EXCERPTED TEXT.
::::::::

Memoir: there’s nothing like a shared near-death experience to bring you closer to the neighbours
I work from home, which is a semi-detached Edwardian off Queen West. When my family leaves in the morning, I settle into my office and rarely consider the people who live on the other side of the wall—our neighbours. Mario and Theresa are an elderly Portuguese couple, kindly and retired (I’ve changed their names to protect their privacy). We live in mirror images of each other’s homes—shadows in each other’s lives.
In the summer, they sit on the porch, side by side in plastic lawn chairs, and we all smile and try to hack through the language barrier with talk of our kids, their grandkids and the dangerously overhanging tree we all live beneath. In the winter, the chairs go in, and so do they. Weeks can go by during which we don’t see them, though their grown children pull up most Sundays, and then we smell the mysterious scents of Theresa’s cooking.
The day we almost died together, I had been wasting time on Twitter, a new preoccupation for me. I’m a bad social networker. I have a family and a work life, and I sometimes feel that under the weight of one more demand, I’ll simply disintegrate—poof. So I committed Facebook suicide. But I was surprised to find that I enjoy Twitter. I appreciate the brevity, the water cooler atmosphere of clever gags and plugs for things to read and look at, curated by people I admire. It’s what I wanted Facebook to be, and without vacation photos.
On this Wednesday afternoon, I had to stop staring at my Twitter feed when I was overtaken by a need to sleep as forceful as a surge in a mosh pit. I never nap in the day, but around two o’clock, I curled up on my bed and fell straight to sleep. I awoke maybe a half-hour later to a faint beeping, then fell deeply asleep again, then reawoke. The smoke alarm, I deduced. The goddamn smoke alarm that goes off if we sauté.

::::::::

PROBLEM TO SOLVE. Write out the memoir excerpt about the neighbors above word for word, from its title line to its final sentence.

::::::::

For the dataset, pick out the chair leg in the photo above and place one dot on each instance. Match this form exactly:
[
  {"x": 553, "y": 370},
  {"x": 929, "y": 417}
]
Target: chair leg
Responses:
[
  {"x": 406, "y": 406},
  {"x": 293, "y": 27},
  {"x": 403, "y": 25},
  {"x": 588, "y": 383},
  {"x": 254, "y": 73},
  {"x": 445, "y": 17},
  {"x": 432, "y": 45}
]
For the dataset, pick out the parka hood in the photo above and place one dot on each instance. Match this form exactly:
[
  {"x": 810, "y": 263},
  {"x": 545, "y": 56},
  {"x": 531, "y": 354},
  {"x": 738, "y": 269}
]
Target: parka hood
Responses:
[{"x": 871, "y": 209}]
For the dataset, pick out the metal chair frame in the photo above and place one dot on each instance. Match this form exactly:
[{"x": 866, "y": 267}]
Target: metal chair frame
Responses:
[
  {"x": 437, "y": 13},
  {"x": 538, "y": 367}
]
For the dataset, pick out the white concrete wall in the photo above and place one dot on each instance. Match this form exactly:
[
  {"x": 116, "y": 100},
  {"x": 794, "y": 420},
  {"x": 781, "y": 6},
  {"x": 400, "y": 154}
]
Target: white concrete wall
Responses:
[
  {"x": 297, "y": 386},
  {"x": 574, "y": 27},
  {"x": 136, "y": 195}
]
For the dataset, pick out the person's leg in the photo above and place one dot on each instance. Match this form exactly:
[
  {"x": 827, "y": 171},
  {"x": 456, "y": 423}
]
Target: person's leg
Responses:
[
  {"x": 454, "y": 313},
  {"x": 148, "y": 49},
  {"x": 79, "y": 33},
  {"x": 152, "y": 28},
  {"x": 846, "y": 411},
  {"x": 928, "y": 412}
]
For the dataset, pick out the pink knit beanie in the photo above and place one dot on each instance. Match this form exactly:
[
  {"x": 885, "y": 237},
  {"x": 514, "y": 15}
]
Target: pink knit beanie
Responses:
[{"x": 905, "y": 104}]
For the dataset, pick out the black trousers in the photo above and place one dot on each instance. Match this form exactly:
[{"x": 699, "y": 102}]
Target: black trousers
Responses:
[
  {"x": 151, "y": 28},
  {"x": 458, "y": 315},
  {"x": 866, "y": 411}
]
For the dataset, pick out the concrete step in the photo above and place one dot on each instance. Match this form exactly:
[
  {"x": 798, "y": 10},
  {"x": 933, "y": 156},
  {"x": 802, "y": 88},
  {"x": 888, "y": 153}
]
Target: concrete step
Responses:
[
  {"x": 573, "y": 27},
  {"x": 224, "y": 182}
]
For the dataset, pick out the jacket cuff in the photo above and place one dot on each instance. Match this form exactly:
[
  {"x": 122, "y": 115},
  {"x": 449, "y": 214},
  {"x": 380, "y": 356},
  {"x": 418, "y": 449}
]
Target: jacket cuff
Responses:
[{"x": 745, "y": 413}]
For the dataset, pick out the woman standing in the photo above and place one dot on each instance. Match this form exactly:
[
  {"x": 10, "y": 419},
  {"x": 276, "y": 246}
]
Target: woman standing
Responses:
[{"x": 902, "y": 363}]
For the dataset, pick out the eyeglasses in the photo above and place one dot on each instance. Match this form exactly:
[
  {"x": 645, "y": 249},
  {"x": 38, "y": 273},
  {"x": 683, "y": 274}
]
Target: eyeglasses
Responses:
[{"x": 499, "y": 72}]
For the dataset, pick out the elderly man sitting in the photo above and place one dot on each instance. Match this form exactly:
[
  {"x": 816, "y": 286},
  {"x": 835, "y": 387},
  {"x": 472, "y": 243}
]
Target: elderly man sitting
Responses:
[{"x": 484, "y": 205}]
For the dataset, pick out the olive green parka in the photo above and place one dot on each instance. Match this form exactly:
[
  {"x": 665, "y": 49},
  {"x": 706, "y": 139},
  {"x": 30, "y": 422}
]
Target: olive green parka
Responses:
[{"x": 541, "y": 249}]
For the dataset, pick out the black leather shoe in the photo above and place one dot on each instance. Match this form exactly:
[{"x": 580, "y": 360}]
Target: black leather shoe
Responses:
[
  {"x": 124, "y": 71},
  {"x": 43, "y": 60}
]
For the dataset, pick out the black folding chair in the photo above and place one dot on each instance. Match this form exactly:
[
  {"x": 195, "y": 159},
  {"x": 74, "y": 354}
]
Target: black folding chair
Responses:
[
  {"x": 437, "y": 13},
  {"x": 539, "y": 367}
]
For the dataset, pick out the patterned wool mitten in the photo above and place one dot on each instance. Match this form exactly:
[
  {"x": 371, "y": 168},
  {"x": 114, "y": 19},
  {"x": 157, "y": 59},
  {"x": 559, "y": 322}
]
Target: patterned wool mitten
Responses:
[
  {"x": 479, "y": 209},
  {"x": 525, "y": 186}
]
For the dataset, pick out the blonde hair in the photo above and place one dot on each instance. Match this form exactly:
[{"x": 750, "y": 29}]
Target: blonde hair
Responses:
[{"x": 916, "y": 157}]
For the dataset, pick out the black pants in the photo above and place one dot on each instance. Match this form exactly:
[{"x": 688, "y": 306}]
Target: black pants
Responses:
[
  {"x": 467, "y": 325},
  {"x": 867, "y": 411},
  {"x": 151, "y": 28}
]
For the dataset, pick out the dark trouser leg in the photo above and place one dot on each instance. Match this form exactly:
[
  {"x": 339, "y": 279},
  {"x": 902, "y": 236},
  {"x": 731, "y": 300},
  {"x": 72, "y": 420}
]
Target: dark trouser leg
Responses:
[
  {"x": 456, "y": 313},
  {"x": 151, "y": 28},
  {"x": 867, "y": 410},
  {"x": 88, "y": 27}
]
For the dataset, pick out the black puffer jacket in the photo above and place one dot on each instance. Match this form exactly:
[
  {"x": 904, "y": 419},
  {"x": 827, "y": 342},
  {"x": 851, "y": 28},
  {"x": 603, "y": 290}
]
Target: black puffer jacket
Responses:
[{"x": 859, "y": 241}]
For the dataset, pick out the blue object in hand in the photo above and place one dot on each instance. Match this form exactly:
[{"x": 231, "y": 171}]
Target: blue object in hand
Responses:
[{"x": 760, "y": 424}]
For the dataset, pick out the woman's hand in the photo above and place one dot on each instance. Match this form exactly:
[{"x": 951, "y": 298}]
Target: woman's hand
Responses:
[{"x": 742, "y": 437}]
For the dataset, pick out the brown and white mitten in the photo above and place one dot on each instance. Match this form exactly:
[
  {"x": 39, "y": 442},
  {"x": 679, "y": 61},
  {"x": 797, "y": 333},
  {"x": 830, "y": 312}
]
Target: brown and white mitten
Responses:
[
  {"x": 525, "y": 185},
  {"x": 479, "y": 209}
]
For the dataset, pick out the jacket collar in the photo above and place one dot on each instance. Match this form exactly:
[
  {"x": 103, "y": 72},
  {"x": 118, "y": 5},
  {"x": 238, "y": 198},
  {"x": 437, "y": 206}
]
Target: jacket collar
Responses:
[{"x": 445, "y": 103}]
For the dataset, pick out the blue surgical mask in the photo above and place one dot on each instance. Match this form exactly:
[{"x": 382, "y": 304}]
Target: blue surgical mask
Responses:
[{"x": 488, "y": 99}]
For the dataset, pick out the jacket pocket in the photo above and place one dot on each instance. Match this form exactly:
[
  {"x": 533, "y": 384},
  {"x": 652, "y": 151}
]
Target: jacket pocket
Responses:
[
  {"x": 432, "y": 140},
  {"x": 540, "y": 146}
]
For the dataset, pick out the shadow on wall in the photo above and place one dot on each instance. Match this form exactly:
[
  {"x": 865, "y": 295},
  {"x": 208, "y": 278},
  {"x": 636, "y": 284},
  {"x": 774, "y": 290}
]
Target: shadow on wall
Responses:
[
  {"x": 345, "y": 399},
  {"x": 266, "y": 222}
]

::::::::

REPLY.
Memoir: there’s nothing like a shared near-death experience to bring you closer to the neighbours
I work from home, which is a semi-detached Edwardian off Queen West. When my family leaves in the morning, I settle into my office and rarely consider the people who live on the other side of the wall—our neighbours. Mario and Theresa are an elderly Portuguese couple, kindly and retired (I’ve changed their names to protect their privacy). We live in mirror images of each other’s homes—shadows in each other’s lives.
In the summer, they sit on the porch, side by side in plastic lawn chairs, and we all smile and try to hack through the language barrier with talk of our kids, their grandkids and the dangerously overhanging tree we all live beneath. In the winter, the chairs go in, and so do they. Weeks can go by during which we don’t see them, though their grown children pull up most Sundays, and then we smell the mysterious scents of Theresa’s cooking.
The day we almost died together, I had been wasting time on Twitter, a new preoccupation for me. I’m a bad social networker. I have a family and a work life, and I sometimes feel that under the weight of one more demand, I’ll simply disintegrate—poof. So I committed Facebook suicide. But I was surprised to find that I enjoy Twitter. I appreciate the brevity, the water cooler atmosphere of clever gags and plugs for things to read and look at, curated by people I admire. It’s what I wanted Facebook to be, and without vacation photos.
On this Wednesday afternoon, I had to stop staring at my Twitter feed when I was overtaken by a need to sleep as forceful as a surge in a mosh pit. I never nap in the day, but around two o’clock, I curled up on my bed and fell straight to sleep. I awoke maybe a half-hour later to a faint beeping, then fell deeply asleep again, then reawoke. The smoke alarm, I deduced. The goddamn smoke alarm that goes off if we sauté.